[Items from a data source]
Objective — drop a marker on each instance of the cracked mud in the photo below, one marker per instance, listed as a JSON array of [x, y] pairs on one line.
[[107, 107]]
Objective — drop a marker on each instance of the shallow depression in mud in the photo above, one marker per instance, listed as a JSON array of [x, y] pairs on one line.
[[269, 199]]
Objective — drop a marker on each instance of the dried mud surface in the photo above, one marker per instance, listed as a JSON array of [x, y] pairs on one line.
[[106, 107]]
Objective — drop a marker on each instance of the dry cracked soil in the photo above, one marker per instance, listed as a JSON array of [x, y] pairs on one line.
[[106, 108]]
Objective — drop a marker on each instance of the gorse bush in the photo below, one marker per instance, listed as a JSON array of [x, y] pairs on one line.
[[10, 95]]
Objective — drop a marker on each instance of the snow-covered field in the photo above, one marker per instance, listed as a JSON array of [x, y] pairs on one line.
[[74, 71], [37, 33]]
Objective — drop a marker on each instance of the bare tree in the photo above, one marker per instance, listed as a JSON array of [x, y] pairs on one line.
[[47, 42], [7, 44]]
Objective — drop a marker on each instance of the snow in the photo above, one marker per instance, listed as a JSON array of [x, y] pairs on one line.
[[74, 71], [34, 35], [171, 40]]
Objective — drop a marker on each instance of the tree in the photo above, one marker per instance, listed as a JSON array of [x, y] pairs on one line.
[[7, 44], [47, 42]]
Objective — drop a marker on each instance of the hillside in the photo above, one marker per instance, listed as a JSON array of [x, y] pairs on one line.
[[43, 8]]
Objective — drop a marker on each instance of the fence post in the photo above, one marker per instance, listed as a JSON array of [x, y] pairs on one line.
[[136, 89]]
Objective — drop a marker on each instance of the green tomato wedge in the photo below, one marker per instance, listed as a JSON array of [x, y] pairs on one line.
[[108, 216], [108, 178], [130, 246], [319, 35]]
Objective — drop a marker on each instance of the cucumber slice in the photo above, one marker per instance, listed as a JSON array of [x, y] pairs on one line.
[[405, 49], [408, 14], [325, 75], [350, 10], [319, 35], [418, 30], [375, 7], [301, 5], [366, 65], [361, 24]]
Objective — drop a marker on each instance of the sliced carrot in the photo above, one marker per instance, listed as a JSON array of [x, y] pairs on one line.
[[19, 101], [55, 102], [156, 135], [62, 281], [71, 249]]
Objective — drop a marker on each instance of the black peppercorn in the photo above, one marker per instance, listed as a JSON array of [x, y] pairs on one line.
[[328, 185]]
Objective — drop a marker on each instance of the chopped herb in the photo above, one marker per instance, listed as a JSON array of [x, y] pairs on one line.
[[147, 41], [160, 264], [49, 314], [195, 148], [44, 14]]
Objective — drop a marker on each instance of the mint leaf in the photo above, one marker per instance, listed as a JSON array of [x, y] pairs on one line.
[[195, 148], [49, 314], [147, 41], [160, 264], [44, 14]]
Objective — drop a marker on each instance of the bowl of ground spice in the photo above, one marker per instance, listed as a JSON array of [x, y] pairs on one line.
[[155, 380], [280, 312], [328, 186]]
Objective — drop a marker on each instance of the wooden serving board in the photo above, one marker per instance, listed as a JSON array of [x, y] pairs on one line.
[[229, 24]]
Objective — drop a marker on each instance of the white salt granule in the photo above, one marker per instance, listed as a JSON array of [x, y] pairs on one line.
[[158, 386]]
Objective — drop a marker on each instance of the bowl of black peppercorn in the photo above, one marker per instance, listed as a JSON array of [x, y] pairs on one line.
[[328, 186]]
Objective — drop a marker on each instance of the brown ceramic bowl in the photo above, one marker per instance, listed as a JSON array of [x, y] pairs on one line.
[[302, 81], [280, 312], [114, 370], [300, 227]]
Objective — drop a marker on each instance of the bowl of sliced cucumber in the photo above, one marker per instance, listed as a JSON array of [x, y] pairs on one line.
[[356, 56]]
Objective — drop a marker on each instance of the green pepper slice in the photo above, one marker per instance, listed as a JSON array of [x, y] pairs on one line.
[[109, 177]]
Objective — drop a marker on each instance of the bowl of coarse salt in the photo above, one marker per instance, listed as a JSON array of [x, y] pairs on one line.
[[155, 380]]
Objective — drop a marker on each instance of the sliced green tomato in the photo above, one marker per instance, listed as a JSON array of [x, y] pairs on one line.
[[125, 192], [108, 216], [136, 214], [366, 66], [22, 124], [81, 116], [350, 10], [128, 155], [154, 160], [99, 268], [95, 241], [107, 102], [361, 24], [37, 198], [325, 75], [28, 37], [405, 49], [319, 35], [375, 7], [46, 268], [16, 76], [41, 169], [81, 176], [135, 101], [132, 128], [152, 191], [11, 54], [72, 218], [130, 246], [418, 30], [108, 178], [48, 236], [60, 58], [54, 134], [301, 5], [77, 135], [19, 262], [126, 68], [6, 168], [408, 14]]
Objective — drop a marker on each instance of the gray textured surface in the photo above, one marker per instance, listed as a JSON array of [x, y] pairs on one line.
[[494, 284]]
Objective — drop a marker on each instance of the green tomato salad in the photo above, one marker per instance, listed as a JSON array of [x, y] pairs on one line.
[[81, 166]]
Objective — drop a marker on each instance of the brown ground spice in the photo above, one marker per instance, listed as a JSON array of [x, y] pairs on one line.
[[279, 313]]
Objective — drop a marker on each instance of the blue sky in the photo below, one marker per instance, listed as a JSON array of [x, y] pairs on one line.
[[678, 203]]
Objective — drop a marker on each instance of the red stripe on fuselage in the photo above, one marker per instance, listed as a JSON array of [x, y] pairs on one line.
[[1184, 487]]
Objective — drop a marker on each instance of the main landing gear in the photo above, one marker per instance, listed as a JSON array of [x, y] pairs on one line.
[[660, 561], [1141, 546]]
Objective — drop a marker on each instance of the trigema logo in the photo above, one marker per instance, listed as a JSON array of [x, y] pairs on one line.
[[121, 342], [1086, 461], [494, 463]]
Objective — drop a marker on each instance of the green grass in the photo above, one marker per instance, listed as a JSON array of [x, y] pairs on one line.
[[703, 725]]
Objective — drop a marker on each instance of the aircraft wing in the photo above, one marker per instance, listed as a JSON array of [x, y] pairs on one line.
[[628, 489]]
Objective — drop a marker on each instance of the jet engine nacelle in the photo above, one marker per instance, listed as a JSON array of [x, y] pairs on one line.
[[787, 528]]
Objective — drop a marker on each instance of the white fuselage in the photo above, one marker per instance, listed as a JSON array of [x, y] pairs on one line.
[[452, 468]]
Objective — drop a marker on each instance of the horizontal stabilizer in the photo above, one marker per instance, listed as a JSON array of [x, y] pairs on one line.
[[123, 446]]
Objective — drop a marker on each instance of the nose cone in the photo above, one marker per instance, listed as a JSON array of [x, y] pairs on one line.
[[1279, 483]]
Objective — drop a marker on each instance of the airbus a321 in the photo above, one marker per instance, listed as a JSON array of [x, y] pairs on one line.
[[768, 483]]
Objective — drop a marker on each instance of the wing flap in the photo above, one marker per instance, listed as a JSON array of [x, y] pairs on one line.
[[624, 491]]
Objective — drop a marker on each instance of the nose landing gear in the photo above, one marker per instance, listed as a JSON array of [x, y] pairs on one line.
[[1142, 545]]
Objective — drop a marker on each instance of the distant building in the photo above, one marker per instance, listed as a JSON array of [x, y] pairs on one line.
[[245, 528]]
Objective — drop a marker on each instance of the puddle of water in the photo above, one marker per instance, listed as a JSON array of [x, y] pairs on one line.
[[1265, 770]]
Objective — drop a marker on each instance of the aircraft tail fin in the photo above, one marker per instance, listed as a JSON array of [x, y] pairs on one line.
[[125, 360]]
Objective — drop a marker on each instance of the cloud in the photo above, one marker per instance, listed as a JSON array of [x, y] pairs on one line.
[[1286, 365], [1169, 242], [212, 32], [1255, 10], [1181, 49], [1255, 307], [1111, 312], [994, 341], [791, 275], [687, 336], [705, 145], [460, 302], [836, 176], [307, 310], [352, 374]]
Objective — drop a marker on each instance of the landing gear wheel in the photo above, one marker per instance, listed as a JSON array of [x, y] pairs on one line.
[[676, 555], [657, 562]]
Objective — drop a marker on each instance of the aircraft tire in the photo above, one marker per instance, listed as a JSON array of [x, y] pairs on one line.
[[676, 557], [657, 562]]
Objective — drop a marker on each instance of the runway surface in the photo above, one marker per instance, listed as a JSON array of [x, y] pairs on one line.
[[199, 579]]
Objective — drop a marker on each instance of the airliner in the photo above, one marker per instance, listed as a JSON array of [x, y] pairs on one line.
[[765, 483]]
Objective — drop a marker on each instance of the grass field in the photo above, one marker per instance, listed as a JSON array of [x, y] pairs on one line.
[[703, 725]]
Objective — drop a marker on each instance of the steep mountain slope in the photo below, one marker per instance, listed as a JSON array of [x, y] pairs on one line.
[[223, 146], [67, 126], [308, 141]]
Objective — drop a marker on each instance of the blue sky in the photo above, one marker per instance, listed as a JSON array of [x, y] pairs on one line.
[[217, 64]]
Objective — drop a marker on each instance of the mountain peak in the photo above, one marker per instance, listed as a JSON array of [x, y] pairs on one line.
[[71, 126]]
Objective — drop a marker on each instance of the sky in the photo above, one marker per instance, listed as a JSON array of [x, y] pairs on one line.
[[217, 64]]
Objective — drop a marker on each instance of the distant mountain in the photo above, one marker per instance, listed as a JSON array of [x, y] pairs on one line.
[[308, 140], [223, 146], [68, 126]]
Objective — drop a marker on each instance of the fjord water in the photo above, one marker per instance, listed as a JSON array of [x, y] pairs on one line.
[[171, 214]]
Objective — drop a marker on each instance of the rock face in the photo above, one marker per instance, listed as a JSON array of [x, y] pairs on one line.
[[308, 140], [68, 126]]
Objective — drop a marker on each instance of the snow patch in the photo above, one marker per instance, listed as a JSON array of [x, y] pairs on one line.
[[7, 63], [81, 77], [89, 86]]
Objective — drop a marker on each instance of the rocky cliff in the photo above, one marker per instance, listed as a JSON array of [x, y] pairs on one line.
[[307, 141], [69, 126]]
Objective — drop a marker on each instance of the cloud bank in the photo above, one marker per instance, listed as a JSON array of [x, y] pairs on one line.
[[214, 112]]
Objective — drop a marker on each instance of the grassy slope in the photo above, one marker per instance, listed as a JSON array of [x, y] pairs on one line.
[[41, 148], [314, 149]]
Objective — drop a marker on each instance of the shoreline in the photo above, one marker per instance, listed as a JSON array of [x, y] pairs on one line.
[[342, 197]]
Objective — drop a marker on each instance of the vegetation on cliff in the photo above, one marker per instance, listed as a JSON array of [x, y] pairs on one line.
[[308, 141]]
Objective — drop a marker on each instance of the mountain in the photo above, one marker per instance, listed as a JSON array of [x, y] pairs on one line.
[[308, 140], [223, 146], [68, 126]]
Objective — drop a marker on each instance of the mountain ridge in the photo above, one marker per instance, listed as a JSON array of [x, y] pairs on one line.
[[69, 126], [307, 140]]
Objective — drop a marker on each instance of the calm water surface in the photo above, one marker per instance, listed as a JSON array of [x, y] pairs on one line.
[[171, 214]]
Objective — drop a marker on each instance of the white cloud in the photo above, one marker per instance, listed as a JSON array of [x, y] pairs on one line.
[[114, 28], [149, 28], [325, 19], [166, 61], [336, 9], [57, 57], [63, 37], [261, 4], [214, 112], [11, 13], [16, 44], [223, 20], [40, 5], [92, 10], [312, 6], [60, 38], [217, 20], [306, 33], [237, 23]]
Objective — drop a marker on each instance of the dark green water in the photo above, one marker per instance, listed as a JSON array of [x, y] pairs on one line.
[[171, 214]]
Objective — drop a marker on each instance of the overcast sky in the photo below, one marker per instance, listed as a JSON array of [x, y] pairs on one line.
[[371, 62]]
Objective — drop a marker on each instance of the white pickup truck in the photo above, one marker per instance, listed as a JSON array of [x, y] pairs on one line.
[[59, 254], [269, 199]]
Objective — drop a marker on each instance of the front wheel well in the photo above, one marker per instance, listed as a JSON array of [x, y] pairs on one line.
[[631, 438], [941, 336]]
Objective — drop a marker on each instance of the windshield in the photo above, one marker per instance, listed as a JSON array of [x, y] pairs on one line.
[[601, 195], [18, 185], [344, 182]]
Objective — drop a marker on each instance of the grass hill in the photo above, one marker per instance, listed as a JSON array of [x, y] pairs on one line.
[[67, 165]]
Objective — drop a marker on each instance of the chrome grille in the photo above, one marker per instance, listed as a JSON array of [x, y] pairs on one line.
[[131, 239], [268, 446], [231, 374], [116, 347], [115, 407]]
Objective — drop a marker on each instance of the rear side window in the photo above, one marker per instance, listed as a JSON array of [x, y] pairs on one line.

■ **Description of the task**
Rewrite the data as a Markdown table with the columns "Row" and "Entry". Start with the line that contains "the white cloud" and go through the line that contains "[[371, 62]]", giving each line its own numbered row and leaving out blank lines.

■ **Final result**
| Row | Entry |
|---|---|
| 1 | Objective — drop a marker on each instance of the white cloud in the photo above, one marker per instance, listed as a JSON array of [x, y] pairs on one line. |
| 2 | [[114, 28], [149, 28], [325, 19], [166, 61], [336, 9], [57, 57], [63, 37], [261, 4], [214, 112], [11, 13], [16, 44], [223, 20], [40, 5], [92, 10], [312, 6], [60, 38], [217, 20], [306, 33], [237, 23]] |
| 3 | Objective — drop a marker on each instance of the dark green water in the photo above, one marker per instance, listed as a JSON array of [x, y] pairs on one line. |
| 4 | [[171, 214]] |
| 5 | Objective — drop a marker on each instance of the overcast sky in the photo below, one marker per instance, listed as a JSON array of [x, y] pairs on one line. |
| 6 | [[371, 62]] |